**** RAW RECORDS ****

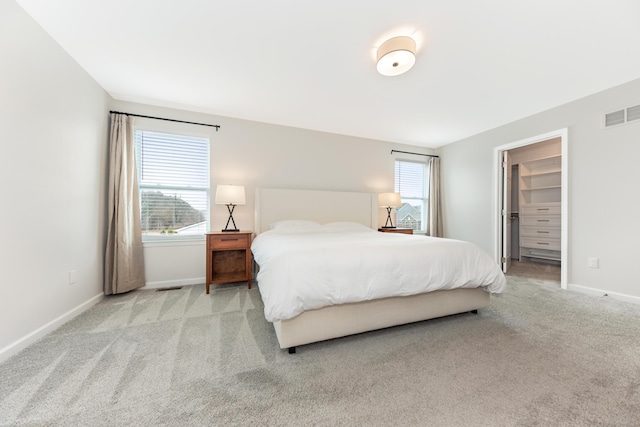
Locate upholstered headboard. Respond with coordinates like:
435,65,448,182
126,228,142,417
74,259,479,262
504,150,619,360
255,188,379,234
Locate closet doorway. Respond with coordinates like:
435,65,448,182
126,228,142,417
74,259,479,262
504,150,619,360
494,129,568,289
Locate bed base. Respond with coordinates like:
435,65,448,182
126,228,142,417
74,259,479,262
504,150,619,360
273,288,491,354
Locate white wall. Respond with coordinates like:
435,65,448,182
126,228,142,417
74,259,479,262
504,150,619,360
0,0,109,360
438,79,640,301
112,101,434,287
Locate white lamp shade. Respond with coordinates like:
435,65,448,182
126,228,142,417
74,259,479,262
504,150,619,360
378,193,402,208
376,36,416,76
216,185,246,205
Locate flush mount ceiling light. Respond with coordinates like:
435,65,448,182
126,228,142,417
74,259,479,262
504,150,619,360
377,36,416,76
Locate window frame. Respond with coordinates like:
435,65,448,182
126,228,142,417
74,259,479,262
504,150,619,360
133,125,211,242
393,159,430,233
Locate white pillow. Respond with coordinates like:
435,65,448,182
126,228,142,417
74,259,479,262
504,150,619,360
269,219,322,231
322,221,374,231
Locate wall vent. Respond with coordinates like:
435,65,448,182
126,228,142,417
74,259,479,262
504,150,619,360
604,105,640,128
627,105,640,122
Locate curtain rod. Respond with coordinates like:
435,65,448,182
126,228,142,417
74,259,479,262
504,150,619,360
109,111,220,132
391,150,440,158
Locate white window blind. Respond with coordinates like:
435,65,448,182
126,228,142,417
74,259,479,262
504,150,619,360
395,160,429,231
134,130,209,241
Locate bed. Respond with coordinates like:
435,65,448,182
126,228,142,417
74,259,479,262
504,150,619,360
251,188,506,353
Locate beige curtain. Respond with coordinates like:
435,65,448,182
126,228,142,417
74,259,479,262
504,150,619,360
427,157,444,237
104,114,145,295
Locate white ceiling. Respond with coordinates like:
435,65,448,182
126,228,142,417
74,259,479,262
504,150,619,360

****

EXERCISE DIRECTIONS
Recast every line of the listing above as a numbered list, skipping blank lines and omitting the pictures.

WRITTEN RESPONSE
1. Locate upholstered headboard. Respond with coordinates like:
2. 435,65,448,182
3. 126,228,142,417
4. 74,259,479,262
5. 504,150,619,360
6. 255,188,379,234
7. Locate closet doorway. Respond with coordinates like:
8. 435,65,448,182
9. 126,228,142,417
10. 74,259,479,262
11. 504,150,619,360
12. 494,129,568,289
13. Locate bed base. Respond with coordinates like:
14. 435,65,448,182
15. 126,228,142,417
16. 74,259,479,262
17. 504,150,619,360
18. 273,288,491,354
19. Locate white wall. Respond with coordinates like:
20. 435,65,448,182
21. 126,228,142,417
22. 74,259,479,262
23. 504,150,619,360
24. 0,0,109,360
25. 438,79,640,301
26. 112,101,434,287
27. Locate white lamp shade. Respond with coordinates like:
28. 435,65,448,182
29. 126,228,142,417
30. 74,259,479,262
31. 504,150,619,360
32. 378,193,402,208
33. 376,36,416,76
34. 216,185,246,205
35. Locate flush mount ceiling light. Respond with coordinates like:
36. 435,65,448,182
37. 126,228,142,417
38. 74,259,479,262
39. 504,150,619,360
40. 377,36,416,76
41. Locate window frame. Respond with coordinates like:
42. 435,65,448,182
43. 126,228,142,417
44. 74,259,479,262
45. 504,150,619,360
46. 133,125,211,242
47. 393,159,430,233
48. Locate white pillow. Respond with coordinates like:
49. 435,65,448,182
50. 126,228,142,417
51. 74,259,479,262
52. 504,150,619,360
53. 269,219,322,231
54. 322,221,374,231
55. Locate wall vent. Respond with coordinates like:
56. 435,65,448,182
57. 126,228,142,417
58. 74,259,479,262
59. 504,150,619,360
60. 604,105,640,128
61. 627,105,640,122
62. Locate curtain rod. Respond with coordinates like:
63. 435,65,448,182
64. 126,228,142,417
65. 74,259,479,262
66. 504,150,619,360
67. 109,111,220,132
68. 391,150,440,158
69. Locate white window blind. Respond with coordinates like:
70. 435,65,448,182
71. 126,228,142,417
72. 74,259,479,262
73. 504,150,619,360
74. 395,160,429,231
75. 134,130,209,241
76. Locate bed. Respond with coordinates like:
77. 435,65,448,182
78. 126,228,142,417
79. 74,259,479,262
80. 504,150,619,360
81. 251,188,506,353
82. Locate beige curtain. Respond with coordinates like:
83. 435,65,448,182
84. 126,228,142,417
85. 74,259,479,262
86. 504,150,619,360
87. 427,157,444,237
88. 104,114,145,295
89. Locate white ceiling. Respond with coordinates like:
90. 435,65,448,182
91. 126,228,142,417
92. 74,259,479,262
93. 504,150,619,360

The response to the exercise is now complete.